READING PASSAGE ->
== Segment start ==

Panfusine February 16, 2015
Another traditional South Indian dish from Kerala is to steam the plantains, peel and shred it. Heat a tablespoon of coconut oil (for some reason plantains & coconuts are a natural pairing), add mustard seeds and a broken arbol chili, along with a sprig's worth of torn curry leaves. Once the mustard pops & the chili turns brown add the shredded plantain, along with salt, a pinch of cayenne & turmeric. Stir fry and finish with a handful of fresh shredded coconut.
Panfusine February 16, 2015
This recipe calls for absolutely green plantains w/o a hint of sweetness.
brenda_hernandez February 16, 2015
In Puerto Rico we let them get so ripe they turn completely black, this is when they are the sweetest. You want the flesh to be soft and almost mushy, they nearly taste like candy when fried. They can be baked, fried or made into a sort of shepherd's pie but instead of potatoes, replace with layers of fried plantains. We also like to serve the fried ones on the side of rice and beans, a little sweetness for the savory tone of the beans. This is a staple for Caribbean food.

== Segment end ==

PROBLEMS TO WORK ON ->
(1) Reproduce the plantain comments word for word between "brenda_hernandez February 16, 2015" and "for Caribbean food.", inclusive.
(2) Carry on the plantain comments from the point where they stop.
The records that come next are from an unrelated source.

DATA PROVIDED ->
== Segment start ==

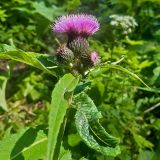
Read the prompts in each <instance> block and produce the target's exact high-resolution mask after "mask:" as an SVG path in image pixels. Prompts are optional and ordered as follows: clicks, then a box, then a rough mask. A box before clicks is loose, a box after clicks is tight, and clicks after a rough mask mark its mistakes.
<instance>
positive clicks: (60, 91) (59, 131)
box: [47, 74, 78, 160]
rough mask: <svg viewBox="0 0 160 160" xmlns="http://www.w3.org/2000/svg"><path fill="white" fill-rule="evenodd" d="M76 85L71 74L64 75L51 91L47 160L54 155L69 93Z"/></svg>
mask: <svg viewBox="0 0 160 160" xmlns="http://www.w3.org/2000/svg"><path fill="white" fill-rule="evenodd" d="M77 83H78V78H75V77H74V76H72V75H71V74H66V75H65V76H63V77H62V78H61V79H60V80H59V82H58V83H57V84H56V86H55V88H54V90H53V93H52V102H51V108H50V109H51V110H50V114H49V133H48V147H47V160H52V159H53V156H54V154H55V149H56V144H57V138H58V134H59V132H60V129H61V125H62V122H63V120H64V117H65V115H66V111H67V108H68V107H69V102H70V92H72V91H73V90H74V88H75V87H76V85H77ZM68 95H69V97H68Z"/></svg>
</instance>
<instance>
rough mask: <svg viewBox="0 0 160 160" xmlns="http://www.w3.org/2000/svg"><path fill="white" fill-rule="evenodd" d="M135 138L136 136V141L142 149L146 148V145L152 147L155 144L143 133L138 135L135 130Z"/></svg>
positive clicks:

== Segment end ==
== Segment start ==

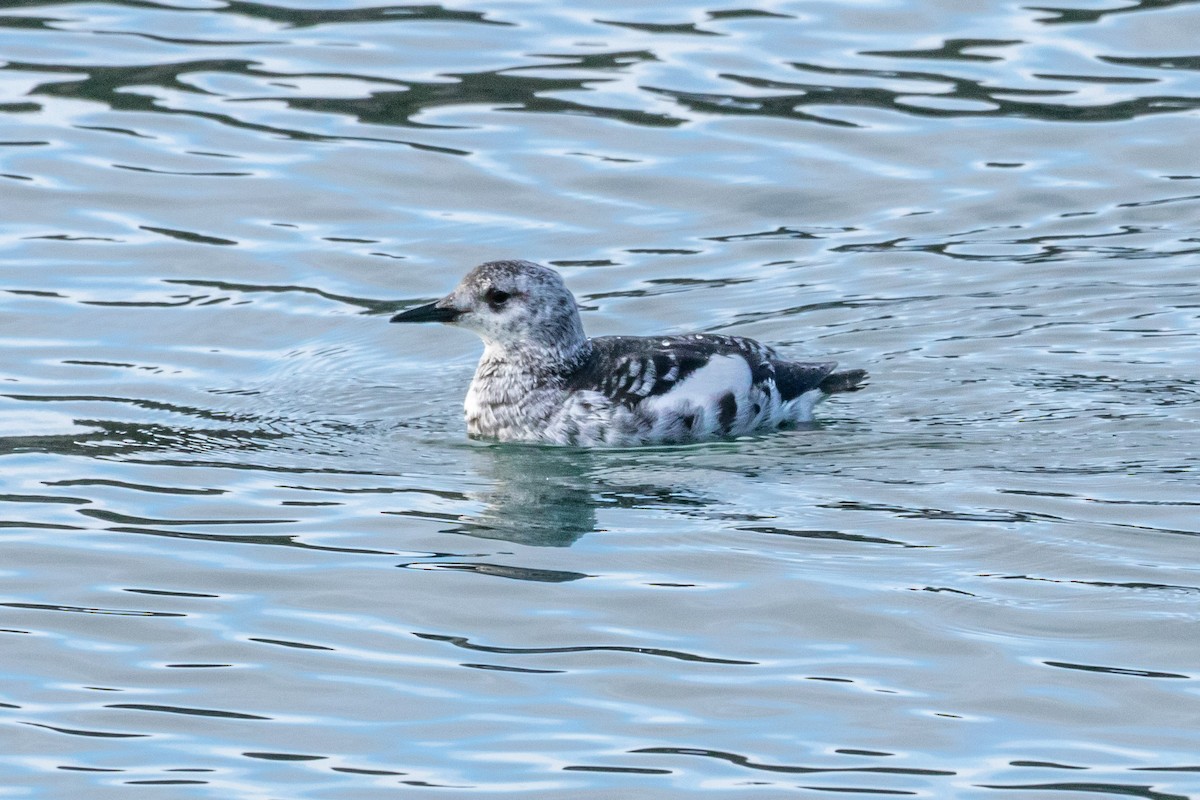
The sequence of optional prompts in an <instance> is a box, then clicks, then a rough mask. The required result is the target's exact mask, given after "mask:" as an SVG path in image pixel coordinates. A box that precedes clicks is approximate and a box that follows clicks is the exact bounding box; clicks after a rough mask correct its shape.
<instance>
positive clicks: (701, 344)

== Segment end ==
== Segment start ==

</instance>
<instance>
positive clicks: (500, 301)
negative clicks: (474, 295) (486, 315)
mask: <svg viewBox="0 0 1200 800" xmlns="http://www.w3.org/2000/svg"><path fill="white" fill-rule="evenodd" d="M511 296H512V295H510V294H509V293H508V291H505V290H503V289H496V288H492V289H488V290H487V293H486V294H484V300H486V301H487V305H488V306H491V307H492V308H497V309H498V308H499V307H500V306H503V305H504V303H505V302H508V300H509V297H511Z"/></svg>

== Segment end ==

RESPONSE LIST ->
(1)
brenda_hernandez February 16, 2015
In Puerto Rico we let them get so ripe they turn completely black, this is when they are the sweetest. You want the flesh to be soft and almost mushy, they nearly taste like candy when fried. They can be baked, fried or made into a sort of shepherd's pie but instead of potatoes, replace with layers of fried plantains. We also like to serve the fried ones on the side of rice and beans, a little sweetness for the savory tone of the beans. This is a staple for Caribbean food.

(2)
Holly February 17, 2015
Brenda, I wish you had mentioned PuertoRican MOFUNGO, which I tasted for the first time last year and reordered at every opportunity! A cooked plaintain made into a bowl-like shape and then a savory filling ladled in (think creamy chicken curry etc). Utterly delicious.
brenda_hernandez February 17, 2015
Yes, with Mofongo you have to use the very green plantains. You need to cut them in rounds, deep fry them. Once deep fried you place them in a large mortar and pestle. Adding garlic, olive oil, salt + pepper, and fried pork (can be substituted for fried bacon). You mash them until you get a ball of savory goodness. That is your base, then you can add things on top like stewed shrimp or chicken stock.
Holly February 17, 2015
THANK you for your recipe advice! I can't wait to try this.
Meechee February 16, 2015
Peel them and sprinkle with cinnamon, sugar and a few pats of butter. Cover with foil and bake until the plantains are soft and custard like. Great side to savory dishes like pork chops.
tr2120 February 15, 2015
In the Philippines, we peel and slice the ripe plantains and wrap them in spring roll wrapper and deep fry them and its amazing. It's called túron. Or if you are feeling lazy, just peel and slice the ripe plantains and fry till golden. Then add a little sugar to caramelize and eat.
Panfusine February 15, 2015
Cut the ripe plantains into 2 inch long pieces, boil them till the peel literally slides off, heat butter and press these cooked pieces down into a patty and pan fry till golden, serve up with a handful of tangy feta and a crack of fresh pepper.
Lindsay-Jean H. February 16, 2015
Feta! Love that idea.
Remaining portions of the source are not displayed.